→ **INSTRUCTIONS FOR THE TASK**
Lines from the one containing "woman in background" through the end of the material below should be given again exactly, with no others.

→ **RECORDS FOR THE TASK**
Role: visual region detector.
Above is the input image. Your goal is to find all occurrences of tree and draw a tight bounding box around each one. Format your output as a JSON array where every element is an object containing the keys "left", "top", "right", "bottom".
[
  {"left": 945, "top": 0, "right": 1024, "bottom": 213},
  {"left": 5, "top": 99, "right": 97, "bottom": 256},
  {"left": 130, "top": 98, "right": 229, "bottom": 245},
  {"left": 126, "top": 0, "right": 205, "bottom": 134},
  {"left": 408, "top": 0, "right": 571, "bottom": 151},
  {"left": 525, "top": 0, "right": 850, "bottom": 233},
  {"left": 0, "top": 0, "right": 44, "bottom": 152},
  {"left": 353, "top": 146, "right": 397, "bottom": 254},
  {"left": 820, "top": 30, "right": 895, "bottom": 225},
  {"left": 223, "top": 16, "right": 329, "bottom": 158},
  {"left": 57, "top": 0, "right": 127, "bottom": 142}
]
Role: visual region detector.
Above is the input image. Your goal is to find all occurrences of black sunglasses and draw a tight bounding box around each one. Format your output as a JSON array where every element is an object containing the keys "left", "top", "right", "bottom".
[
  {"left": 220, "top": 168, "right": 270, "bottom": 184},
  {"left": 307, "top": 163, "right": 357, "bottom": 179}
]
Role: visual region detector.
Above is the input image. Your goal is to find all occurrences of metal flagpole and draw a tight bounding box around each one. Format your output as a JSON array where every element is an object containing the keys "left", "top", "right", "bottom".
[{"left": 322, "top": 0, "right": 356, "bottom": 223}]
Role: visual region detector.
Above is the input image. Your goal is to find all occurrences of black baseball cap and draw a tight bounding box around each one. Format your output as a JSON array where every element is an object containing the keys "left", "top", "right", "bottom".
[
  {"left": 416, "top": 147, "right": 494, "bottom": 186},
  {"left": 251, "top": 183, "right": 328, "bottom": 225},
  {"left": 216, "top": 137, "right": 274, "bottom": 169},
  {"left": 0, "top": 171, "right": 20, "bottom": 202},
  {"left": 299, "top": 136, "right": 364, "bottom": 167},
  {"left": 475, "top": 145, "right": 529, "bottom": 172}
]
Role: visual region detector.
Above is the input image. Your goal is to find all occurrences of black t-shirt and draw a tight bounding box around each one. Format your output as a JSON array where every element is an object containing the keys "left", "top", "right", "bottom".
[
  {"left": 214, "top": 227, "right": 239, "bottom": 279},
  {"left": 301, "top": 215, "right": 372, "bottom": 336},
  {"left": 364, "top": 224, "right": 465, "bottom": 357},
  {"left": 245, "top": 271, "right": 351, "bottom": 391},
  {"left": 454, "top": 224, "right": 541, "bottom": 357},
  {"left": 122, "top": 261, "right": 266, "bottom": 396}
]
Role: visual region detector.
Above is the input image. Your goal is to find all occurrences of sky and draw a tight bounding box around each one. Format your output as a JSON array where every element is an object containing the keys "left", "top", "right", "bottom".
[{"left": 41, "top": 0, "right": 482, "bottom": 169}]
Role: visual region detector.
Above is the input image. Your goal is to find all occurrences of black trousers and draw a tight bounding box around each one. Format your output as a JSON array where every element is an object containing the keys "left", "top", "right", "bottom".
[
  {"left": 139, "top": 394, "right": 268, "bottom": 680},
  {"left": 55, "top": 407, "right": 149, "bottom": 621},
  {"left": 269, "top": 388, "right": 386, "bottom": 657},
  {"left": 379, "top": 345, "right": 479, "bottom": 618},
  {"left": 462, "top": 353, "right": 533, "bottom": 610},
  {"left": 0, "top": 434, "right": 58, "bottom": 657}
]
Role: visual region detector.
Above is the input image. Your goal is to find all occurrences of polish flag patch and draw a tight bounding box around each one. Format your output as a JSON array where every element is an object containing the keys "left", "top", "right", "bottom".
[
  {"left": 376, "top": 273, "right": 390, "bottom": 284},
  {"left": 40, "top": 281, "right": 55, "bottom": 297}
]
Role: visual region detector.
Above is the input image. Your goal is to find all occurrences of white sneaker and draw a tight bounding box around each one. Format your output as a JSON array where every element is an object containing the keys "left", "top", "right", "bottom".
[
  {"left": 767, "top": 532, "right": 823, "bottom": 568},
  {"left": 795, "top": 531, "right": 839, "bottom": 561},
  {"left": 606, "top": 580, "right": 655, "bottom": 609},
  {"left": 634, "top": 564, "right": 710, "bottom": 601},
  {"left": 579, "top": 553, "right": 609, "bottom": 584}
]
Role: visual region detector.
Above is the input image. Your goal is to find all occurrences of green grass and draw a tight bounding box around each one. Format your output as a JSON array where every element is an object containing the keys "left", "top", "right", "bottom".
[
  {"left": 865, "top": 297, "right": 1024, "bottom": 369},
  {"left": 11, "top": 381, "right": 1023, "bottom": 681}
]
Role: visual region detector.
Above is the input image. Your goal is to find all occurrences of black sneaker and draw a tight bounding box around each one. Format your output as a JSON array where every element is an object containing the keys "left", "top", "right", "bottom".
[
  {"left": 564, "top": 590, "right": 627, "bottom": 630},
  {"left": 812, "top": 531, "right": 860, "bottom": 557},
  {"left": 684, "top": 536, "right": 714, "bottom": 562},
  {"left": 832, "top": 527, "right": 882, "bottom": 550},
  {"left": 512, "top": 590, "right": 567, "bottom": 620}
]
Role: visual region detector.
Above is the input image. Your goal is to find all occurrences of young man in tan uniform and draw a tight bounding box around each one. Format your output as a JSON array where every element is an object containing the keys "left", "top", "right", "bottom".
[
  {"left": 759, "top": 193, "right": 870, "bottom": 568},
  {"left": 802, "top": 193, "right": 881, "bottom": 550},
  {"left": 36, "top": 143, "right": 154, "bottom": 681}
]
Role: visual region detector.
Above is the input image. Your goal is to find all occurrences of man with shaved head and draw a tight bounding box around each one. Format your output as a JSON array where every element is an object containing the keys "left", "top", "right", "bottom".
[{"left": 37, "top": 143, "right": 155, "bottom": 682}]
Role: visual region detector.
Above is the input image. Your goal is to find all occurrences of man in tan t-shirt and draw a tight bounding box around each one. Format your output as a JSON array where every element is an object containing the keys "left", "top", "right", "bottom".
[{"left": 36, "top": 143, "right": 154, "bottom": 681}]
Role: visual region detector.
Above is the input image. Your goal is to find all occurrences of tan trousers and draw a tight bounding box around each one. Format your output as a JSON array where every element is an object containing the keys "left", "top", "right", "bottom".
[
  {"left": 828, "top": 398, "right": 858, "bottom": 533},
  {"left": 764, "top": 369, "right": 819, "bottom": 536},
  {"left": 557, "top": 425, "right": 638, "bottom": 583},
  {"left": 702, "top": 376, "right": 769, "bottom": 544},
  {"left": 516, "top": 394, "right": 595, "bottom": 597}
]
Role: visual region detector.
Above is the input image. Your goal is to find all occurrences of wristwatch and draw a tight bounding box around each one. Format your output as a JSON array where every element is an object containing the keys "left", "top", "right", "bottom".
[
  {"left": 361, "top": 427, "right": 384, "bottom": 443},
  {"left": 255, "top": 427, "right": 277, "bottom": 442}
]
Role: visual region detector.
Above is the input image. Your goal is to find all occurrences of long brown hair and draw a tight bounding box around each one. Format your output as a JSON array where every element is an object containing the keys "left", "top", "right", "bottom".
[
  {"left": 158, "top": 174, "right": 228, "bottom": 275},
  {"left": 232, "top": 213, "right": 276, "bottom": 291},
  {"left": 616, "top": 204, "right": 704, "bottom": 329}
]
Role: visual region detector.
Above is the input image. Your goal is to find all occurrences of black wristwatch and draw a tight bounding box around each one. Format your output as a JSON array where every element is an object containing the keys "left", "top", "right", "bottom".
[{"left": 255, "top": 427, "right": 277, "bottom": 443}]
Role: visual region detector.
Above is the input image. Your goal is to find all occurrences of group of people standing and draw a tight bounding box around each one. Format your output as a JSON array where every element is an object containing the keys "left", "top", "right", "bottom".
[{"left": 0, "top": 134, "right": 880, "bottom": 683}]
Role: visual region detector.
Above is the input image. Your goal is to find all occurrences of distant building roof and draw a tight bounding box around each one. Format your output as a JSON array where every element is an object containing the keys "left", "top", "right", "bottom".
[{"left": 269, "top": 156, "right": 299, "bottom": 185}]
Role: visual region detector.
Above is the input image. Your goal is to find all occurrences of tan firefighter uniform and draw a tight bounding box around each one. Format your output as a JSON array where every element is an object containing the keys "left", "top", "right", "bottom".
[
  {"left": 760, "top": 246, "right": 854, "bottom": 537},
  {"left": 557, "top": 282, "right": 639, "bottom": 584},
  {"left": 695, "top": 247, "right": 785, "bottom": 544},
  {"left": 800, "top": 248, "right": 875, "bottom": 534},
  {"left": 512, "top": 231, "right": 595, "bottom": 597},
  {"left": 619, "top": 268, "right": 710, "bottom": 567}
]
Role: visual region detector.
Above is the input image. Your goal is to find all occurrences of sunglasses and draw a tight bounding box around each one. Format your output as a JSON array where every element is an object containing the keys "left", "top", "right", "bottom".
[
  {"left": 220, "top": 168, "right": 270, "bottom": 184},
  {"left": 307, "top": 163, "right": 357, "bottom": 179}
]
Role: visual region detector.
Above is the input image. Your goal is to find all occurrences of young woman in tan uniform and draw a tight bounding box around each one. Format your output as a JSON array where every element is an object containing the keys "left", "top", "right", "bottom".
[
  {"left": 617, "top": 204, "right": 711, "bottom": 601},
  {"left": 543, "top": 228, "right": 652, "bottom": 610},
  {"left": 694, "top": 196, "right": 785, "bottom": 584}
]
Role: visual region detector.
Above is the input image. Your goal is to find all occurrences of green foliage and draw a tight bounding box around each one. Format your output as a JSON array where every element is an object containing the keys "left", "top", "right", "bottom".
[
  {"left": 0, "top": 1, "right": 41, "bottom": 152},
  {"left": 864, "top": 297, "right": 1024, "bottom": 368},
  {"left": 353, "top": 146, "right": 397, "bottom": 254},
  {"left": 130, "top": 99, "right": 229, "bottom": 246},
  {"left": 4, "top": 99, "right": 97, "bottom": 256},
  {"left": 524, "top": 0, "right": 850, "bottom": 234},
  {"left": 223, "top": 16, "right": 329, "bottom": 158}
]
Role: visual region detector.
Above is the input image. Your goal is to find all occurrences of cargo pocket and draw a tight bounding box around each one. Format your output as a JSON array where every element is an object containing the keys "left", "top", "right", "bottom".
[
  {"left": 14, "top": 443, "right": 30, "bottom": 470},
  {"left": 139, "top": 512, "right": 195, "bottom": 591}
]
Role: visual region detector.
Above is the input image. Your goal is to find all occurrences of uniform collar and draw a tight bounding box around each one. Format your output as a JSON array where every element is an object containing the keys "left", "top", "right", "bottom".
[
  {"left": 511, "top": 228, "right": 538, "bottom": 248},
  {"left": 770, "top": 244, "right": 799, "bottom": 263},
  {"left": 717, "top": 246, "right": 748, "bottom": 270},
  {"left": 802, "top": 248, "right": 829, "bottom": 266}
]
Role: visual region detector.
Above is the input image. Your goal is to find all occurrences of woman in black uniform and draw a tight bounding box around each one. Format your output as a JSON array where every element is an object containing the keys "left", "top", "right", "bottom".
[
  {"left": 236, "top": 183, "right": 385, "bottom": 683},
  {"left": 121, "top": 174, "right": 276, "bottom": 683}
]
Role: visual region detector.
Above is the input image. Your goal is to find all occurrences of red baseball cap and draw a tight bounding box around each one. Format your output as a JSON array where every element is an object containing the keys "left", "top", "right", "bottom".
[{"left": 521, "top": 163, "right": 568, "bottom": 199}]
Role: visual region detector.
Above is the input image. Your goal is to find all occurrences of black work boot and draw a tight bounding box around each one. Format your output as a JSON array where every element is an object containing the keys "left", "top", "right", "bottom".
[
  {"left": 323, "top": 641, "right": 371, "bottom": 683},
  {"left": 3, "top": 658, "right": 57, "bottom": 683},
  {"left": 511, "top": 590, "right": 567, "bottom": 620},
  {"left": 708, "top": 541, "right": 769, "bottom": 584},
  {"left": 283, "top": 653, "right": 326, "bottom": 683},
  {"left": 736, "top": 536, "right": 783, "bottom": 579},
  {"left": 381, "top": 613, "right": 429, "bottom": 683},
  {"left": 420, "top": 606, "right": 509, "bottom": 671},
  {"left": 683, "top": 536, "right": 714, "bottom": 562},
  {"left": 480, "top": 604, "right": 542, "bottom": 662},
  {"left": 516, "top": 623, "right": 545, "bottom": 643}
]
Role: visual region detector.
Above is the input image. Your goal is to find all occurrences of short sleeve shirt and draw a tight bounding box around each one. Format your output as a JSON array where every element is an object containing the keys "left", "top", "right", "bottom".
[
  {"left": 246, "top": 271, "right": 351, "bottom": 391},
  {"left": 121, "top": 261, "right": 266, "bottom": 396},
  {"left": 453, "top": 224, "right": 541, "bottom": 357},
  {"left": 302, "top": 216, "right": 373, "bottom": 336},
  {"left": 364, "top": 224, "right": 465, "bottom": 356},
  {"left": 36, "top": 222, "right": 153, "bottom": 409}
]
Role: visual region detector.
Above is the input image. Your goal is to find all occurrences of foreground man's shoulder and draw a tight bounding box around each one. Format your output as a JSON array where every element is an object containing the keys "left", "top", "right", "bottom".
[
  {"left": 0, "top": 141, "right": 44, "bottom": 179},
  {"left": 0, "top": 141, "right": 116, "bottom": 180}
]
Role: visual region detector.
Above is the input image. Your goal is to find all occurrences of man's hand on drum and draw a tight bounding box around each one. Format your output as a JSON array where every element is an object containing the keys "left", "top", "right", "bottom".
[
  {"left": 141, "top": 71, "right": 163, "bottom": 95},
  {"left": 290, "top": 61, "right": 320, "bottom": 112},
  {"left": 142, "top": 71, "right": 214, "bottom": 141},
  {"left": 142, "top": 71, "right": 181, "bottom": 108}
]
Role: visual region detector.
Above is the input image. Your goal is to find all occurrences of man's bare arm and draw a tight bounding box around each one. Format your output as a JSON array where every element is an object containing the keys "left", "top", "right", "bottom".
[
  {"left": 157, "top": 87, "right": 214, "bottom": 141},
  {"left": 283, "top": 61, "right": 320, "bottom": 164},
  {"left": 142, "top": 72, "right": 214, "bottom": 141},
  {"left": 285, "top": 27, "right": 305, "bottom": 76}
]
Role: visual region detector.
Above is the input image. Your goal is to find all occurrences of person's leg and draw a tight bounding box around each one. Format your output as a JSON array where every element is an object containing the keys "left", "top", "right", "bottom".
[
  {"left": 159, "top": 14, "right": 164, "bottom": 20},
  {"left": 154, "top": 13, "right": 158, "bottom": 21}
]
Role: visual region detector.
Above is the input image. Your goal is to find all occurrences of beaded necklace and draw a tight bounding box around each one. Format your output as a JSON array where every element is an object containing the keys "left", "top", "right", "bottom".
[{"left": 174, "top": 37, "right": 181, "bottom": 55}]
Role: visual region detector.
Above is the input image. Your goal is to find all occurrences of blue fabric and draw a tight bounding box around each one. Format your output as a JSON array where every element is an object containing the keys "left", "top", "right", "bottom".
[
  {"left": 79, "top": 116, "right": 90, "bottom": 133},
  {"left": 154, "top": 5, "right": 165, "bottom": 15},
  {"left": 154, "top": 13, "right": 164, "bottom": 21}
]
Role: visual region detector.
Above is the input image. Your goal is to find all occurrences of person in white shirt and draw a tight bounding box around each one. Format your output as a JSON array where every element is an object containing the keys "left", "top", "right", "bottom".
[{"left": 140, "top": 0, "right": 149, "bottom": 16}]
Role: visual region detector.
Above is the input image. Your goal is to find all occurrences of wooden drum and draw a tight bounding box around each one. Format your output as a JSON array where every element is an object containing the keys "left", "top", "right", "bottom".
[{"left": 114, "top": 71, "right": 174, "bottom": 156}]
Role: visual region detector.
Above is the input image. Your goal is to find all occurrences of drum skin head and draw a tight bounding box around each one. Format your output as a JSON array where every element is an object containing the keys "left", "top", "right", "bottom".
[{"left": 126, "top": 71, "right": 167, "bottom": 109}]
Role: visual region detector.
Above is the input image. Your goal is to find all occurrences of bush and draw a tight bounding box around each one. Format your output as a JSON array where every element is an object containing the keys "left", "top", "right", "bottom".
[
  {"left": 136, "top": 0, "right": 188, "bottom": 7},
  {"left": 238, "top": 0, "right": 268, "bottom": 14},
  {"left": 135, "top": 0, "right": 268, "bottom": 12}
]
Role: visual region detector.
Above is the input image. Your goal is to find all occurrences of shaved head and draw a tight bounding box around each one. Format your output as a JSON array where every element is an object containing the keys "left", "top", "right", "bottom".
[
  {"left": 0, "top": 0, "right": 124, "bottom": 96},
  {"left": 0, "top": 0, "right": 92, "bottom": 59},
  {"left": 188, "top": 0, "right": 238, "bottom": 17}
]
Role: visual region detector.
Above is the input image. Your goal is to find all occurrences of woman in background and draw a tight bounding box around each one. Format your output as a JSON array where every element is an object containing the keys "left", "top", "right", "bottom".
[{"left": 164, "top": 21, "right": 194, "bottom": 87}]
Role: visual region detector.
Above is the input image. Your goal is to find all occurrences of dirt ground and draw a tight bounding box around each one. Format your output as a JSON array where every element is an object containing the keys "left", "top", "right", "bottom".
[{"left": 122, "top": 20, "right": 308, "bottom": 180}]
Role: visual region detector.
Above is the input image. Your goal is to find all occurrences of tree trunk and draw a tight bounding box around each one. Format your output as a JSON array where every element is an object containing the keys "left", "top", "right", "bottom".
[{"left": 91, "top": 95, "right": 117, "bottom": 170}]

→ **COMPLETED TASK**
Above is the input image. Your goal is to find all occurrences of woman in background and draw a tight bounding box around each one. Format your output as a JSON array where every element is an object containing the keys "left", "top", "right", "bottom".
[{"left": 164, "top": 21, "right": 194, "bottom": 87}]
Role: visual region detector.
Above is the input image. Your goal is to find all occurrences of dirt ground and draw a tight bounding box around each one. Format your output as a JSON array where every element is an object containing the keys "left", "top", "right", "bottom".
[{"left": 122, "top": 20, "right": 308, "bottom": 180}]
Role: visual region detector.
Above is the input image. Your goal is to find all occurrences of tree trunk and draw a tight bounding box around each one. Format your output as a JSON array where every element is an object containing the keys "left", "top", "right", "bottom".
[{"left": 91, "top": 95, "right": 117, "bottom": 170}]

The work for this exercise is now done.